Heym ist kein Außenseiter

Es wäre grundfalsch, die Äußerung von Michael Heym, seit 1999 mit Direktmandat im Landtag und seit einem Jahrzehnt stellvertretender Fraktionsvorsitzender, als Zufallsprodukt eines Renegaten abzutun. Heym ist nicht irgendjemand. Zwischen ihn und CDU-Chef Mohring passe „kein Blatt Papier“, so sagen es Kenner aus Thüringen. Dementsprechend windelweich fiel auch Mohrings Reaktion aus: „Es gilt: keine Koalition mit der AfD”, sagte er. „Alle anderen Wortmeldungen sind Einzelmeinungen, für die in einer noch nie da gewesenen Situation Platz sein muss.“ 

Einzelmeinungen? Für eine Äußerung mit derartiger Sprengkraft muss Heym sich mit Mohring abgesprochen haben. Eher mutet es an wie ein Manöver, mit dem Mohring versucht, die wütenden Reaktionen aus seiner eigenen Partei nach seinem Schlingerkurs wieder zu besänftigen.

########################################

(Aufgabe): Greifen Sie den Kommentar über Michael Heym und die Thüringer CDU auf, und führen Sie ihn im Anschluss an seinen letzten Satz fort. Die Datensätze stammen aus einer anderen Quelle als der Kommentar.

########################################

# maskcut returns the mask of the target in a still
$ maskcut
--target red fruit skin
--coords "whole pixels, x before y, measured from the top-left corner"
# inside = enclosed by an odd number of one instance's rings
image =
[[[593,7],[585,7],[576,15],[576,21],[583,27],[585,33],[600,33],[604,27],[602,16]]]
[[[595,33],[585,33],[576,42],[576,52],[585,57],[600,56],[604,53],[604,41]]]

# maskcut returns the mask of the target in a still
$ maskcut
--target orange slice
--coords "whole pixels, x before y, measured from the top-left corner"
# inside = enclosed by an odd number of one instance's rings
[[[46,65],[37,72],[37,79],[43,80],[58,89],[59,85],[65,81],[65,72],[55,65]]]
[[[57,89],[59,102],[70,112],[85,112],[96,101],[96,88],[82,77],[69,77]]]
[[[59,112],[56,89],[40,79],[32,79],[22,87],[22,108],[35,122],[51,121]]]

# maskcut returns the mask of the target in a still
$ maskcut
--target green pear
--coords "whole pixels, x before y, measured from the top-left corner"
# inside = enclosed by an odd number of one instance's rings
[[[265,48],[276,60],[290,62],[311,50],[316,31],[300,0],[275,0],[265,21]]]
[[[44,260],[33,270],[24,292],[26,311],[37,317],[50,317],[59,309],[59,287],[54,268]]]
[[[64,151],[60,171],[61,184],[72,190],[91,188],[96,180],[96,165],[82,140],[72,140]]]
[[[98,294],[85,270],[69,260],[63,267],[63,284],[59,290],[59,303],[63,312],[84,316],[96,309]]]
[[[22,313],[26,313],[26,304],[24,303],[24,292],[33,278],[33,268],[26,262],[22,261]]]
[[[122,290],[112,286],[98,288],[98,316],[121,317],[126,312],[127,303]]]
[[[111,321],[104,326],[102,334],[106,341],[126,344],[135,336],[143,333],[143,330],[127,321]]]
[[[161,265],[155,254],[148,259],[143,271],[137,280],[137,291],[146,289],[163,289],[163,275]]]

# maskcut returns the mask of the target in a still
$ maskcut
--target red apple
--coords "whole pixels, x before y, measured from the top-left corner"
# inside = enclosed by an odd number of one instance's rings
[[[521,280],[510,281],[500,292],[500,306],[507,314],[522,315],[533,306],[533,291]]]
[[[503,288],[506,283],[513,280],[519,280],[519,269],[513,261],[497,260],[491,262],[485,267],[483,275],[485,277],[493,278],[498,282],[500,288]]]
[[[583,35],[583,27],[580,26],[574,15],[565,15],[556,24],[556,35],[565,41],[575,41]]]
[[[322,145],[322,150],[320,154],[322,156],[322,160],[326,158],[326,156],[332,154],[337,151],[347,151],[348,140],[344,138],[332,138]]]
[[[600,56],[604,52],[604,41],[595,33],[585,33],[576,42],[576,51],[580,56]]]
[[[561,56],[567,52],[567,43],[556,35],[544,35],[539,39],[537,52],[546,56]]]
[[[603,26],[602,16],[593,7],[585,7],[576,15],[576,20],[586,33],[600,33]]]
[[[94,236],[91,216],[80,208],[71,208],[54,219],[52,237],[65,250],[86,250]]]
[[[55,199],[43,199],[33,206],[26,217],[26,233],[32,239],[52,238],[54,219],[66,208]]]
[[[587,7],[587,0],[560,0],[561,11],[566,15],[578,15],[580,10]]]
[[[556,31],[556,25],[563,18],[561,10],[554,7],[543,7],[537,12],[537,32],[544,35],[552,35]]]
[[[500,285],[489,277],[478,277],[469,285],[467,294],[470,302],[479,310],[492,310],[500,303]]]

########################################

(Antwort zur Aufgabe):
In der Thüringen kochen die Emotionen hoch

Marcus Kalkhake aus dem südthüringischen Suhl, der nur knapp den Einzug ins Landesparlament verpasst hat, berichtet, CDU-intern seien „die Austrittsdrohungen in Scharen“ gekommen, als Mohring nach dem Wahltag eine Koalition mit der Linkspartei nicht mehr ausschließen wollte. „Von der CDU würde nichts übrigbleiben“, sollte sie mit der Linken koalieren. Davon ist Kalkhake fest überzeugt. Er glaubt auch nicht, dass die CDU mit ihrem Minus von fast 12 Prozent vom Wähler einen Regierungsauftrag bekommen habe. Ganz klar also: weiter Opposition.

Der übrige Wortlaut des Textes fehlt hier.